- _Exercise instructions_: Below are lines of data; restate word for word those running from the line containing "Target: red tomato" to the line containing "column 70, row 208", inclusive, and no others.

-- Material supplied follows --

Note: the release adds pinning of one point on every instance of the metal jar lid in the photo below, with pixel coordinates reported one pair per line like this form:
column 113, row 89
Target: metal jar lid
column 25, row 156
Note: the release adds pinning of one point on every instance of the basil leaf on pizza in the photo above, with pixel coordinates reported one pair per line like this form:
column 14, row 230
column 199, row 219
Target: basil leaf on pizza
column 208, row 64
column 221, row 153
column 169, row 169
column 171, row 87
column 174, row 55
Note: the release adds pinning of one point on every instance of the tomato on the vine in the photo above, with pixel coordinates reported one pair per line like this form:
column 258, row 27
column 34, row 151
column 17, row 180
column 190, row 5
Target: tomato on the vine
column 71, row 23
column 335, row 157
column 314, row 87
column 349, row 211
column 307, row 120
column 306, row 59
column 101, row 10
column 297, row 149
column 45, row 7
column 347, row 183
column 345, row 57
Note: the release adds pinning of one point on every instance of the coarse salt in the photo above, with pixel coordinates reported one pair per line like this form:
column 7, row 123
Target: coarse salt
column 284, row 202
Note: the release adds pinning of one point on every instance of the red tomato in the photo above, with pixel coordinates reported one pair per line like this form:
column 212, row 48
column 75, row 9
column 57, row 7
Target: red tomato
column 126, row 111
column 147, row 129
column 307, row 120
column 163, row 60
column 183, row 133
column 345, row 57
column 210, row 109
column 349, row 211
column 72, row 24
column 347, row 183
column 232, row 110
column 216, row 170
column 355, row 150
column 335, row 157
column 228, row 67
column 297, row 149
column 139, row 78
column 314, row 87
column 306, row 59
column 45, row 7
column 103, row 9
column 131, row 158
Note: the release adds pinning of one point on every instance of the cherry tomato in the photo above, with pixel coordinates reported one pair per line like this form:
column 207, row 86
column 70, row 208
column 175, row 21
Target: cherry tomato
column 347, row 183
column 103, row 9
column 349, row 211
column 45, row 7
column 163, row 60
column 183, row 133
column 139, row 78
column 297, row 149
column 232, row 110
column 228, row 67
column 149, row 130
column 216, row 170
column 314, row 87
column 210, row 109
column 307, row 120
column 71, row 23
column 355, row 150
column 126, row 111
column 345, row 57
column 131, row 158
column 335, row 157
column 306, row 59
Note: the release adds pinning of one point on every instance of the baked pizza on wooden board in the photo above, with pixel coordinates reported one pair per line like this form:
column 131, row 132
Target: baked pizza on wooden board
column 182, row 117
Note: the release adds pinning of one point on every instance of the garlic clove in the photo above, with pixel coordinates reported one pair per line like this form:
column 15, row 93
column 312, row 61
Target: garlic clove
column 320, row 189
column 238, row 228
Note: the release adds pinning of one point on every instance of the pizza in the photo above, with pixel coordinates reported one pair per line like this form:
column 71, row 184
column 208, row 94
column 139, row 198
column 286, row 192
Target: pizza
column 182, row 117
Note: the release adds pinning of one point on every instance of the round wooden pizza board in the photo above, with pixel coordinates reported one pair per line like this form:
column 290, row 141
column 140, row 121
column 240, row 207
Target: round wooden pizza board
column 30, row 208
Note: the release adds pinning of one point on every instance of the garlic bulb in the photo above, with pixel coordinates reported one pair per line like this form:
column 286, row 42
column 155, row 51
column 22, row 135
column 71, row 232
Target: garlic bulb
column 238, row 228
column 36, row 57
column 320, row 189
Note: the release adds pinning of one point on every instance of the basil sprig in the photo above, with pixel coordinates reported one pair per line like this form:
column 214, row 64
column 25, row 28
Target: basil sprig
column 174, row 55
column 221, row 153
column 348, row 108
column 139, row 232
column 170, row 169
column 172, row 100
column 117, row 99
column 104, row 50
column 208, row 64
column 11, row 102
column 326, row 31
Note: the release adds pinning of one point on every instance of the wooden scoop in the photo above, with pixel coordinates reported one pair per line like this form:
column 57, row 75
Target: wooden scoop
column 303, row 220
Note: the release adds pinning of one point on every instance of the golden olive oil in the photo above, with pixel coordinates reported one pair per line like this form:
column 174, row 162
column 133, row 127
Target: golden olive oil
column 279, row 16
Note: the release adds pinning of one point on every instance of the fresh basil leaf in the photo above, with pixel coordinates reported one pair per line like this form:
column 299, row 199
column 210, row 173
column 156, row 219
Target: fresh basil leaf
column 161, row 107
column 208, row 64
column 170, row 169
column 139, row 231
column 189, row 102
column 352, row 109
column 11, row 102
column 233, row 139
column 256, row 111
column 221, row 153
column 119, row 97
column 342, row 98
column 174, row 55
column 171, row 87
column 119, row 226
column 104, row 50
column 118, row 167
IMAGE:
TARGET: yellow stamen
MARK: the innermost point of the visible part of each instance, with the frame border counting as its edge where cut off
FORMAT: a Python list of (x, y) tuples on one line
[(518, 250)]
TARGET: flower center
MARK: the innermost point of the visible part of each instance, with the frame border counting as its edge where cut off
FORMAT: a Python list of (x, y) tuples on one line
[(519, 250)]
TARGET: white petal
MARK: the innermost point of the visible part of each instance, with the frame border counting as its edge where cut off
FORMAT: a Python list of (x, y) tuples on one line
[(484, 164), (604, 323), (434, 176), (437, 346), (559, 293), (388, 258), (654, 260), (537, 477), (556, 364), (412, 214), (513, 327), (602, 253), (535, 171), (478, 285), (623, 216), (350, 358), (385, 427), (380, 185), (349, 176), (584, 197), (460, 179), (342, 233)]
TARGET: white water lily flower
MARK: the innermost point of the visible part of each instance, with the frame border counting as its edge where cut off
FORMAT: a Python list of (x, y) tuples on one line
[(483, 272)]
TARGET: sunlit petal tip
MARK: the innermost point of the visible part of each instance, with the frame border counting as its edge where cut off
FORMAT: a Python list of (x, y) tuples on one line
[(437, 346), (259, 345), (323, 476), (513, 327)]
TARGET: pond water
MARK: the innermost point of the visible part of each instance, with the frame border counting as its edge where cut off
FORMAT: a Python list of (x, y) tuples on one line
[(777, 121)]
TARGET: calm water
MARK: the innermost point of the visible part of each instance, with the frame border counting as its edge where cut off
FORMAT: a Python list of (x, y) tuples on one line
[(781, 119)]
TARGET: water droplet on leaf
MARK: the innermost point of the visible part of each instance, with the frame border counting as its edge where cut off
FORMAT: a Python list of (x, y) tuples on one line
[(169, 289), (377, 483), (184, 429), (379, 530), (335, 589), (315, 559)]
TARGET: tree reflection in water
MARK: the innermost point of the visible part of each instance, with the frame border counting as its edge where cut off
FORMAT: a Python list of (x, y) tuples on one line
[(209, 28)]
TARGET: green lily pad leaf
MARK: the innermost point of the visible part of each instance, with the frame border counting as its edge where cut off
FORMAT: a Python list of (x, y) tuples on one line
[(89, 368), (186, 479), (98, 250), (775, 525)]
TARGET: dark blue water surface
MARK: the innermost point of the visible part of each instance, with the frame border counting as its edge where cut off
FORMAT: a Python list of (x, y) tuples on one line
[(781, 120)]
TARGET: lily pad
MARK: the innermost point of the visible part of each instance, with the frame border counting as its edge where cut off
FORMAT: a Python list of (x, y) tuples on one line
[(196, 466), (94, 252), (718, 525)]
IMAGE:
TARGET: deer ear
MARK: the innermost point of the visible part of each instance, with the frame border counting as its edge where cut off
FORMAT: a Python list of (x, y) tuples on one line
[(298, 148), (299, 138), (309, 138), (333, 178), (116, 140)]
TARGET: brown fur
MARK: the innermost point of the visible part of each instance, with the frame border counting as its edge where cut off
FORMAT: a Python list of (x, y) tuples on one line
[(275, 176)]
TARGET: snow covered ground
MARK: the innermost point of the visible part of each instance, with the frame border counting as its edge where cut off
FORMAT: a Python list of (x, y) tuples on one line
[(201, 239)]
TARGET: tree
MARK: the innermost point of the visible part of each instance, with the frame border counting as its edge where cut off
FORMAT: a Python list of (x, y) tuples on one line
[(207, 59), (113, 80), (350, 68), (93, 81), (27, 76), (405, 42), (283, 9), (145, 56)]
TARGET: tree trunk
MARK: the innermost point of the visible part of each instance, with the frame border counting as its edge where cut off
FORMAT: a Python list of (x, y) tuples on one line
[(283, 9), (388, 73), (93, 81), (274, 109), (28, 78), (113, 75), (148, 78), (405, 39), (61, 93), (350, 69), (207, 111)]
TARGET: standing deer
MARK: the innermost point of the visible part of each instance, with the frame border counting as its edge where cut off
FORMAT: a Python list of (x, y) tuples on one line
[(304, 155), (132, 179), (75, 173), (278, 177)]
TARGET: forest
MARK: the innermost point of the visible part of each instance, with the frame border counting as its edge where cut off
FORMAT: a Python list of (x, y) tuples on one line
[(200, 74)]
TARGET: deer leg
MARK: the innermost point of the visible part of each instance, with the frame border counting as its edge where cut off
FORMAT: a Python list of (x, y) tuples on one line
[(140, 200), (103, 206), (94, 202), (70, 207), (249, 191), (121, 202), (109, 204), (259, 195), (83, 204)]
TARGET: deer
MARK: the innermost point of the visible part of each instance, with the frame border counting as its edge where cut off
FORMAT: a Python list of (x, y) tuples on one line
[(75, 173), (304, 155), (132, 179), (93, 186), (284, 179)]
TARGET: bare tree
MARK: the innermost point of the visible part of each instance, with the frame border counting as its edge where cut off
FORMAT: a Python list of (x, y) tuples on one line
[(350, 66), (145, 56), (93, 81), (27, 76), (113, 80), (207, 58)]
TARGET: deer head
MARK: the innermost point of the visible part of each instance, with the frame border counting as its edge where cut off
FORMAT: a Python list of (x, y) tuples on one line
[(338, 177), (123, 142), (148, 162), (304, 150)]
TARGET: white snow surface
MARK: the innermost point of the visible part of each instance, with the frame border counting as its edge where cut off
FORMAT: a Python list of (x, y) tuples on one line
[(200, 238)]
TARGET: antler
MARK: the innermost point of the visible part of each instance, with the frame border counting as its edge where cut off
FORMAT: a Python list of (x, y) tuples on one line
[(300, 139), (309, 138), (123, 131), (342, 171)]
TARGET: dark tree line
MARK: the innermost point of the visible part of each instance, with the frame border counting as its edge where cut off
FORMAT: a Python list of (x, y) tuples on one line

-- Material supplied concluded --

- _Solution_:
Target: red tomato
column 126, row 111
column 147, row 129
column 307, row 120
column 163, row 60
column 183, row 133
column 345, row 57
column 210, row 109
column 349, row 211
column 72, row 24
column 347, row 183
column 232, row 110
column 216, row 170
column 355, row 150
column 335, row 157
column 228, row 67
column 297, row 149
column 139, row 78
column 314, row 87
column 306, row 59
column 45, row 7
column 103, row 9
column 131, row 158
Note: the release adds pinning of one point on every instance of the cherry tomato in the photo above, with pixel coordinates reported one pair per line like this form:
column 207, row 86
column 70, row 208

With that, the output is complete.